#### [EXERCISE]
Put these lines into a Markdown table with two columns, Row and Line, giving each line its row number. Leave out any blank lines.

#### [RECORDS FOR THE TASK]

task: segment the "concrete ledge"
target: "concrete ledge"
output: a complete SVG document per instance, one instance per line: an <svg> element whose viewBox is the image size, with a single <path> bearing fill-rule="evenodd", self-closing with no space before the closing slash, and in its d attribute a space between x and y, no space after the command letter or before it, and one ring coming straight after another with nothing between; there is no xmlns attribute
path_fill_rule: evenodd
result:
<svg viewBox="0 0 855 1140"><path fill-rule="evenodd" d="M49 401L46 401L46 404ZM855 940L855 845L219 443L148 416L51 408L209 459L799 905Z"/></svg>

#### [RESPONSE]
| Row | Line |
|---|---|
| 1 | task: segment the "concrete ledge" |
| 2 | target: "concrete ledge" |
| 3 | output: a complete SVG document per instance, one instance per line: an <svg> element whose viewBox is the image size, with a single <path> bearing fill-rule="evenodd", self-closing with no space before the closing slash, and in its d attribute a space between x and y, no space after the command letter or before it, and one ring coming straight after another with nothing between; there is no xmlns attribute |
| 4 | path_fill_rule: evenodd |
| 5 | result: |
| 6 | <svg viewBox="0 0 855 1140"><path fill-rule="evenodd" d="M49 401L46 401L46 404ZM855 940L855 845L219 443L148 416L51 408L209 459L799 905Z"/></svg> |